PROMPT 1 → In the piece on Fukushima's failed vents, how many U.S. reactors share the boiling-water design of the three Japanese reactors that melted down?
PROMPT 2 → Reproduce the part of the piece on Fukushima's failed vents that begins at the words "It can't happen" and stops after the words "tell another story.".

TEXT UNDER STUDY →
━━━━━━━━━━
Susquehanna boiling water nuclear power plant
(Photo: Wikipedia)
It can't happen here has pretty much been the line adopted by the nuclear power industry since the earthquake and tsunami made Fukushima a household word two months ago. Forget that some U.S. reactors were built near earthquake faults and on the coast. Forget that 31 of them are the same boiling-water design as the three in Japan whose enriched-uranium fuel assemblies melted down and are still spewing large amounts of
radiation radioactive material into the environment. America's nukes are exceptional. Nothing to see here. Move along.
Internal documents about the disaster released last week by the Fukushima power plant's operator, the Tokyo Electric Power Co., tell another story.
To condense: a venting system meant to relieve a pressure build-up that could lead to a hydrogen explosion failed to work. Consequently, explosions blasted apart the outer containment structures of three of the Japanese reactors. At least in the case of reactor No. 1, the explosion may also be the reason the steel inner containment vessel has holes in it and is leaking. The failed vents are an upgraded version of the ones originally installed at Fukushima. U.S. reactors of the same design use the same vents. Hiroko Tabuchi, Keith Bradsher and Matthew L. Wald report:
One reason the venting system at the plant, which was built by General Electric, did not work is that it relied on the same sources of electricity as the rest of the plant: backup generators that were in basements at the plant and vulnerable to tsunamis. But the earthquake may also have damaged the valves that are part of the venting system, preventing them from working even when operators tried to manually open them, Tokyo Electric officials said.
━━━━━━━━━━
(Dataset entries)
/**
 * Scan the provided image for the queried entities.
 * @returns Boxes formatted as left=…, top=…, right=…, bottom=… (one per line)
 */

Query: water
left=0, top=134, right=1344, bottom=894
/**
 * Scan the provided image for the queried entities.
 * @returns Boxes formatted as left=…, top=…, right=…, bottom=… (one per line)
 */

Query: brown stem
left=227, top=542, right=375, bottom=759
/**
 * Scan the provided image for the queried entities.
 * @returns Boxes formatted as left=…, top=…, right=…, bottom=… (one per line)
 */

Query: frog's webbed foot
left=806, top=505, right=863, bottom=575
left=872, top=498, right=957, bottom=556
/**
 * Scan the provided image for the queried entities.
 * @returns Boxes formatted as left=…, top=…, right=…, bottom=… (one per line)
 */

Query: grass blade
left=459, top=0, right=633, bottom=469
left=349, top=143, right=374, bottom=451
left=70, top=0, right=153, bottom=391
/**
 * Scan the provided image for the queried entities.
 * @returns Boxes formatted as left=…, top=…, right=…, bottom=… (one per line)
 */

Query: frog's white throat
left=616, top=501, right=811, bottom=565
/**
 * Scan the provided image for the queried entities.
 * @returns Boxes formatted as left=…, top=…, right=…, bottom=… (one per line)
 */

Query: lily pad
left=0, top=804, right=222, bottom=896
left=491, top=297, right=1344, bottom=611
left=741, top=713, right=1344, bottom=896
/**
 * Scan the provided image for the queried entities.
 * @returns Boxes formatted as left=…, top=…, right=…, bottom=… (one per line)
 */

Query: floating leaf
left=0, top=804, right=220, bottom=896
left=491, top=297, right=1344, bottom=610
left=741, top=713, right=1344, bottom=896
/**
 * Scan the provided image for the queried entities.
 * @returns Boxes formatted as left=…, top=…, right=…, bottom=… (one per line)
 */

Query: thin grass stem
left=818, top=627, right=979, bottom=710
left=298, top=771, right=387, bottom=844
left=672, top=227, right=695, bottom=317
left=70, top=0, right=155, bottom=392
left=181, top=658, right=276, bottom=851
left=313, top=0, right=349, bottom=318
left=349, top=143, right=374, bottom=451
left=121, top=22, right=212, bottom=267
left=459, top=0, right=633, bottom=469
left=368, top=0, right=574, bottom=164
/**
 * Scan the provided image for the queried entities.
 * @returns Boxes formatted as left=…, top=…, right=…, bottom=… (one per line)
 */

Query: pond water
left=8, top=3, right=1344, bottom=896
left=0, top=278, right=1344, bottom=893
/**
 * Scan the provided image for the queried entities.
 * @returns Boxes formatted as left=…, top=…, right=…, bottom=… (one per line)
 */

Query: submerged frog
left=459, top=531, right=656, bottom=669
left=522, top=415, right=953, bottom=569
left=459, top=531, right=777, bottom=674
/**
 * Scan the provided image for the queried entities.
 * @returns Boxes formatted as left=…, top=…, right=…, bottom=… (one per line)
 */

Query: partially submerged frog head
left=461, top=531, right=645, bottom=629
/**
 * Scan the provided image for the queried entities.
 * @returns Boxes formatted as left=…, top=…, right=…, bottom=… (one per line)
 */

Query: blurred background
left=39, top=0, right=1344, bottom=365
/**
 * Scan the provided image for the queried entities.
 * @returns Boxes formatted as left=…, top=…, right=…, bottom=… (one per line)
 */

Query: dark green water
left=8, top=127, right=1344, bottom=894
━━━━━━━━━━
WRITTEN RESPONSE 1 → 31

WRITTEN RESPONSE 2 →
It can't happen here has pretty much been the line adopted by the nuclear power industry since the earthquake and tsunami made Fukushima a household word two months ago. Forget that some U.S. reactors were built near earthquake faults and on the coast. Forget that 31 of them are the same boiling-water design as the three in Japan whose enriched-uranium fuel assemblies melted down and are still spewing large amounts of
radiation radioactive material into the environment. America's nukes are exceptional. Nothing to see here. Move along.
Internal documents about the disaster released last week by the Fukushima power plant's operator, the Tokyo Electric Power Co., tell another story.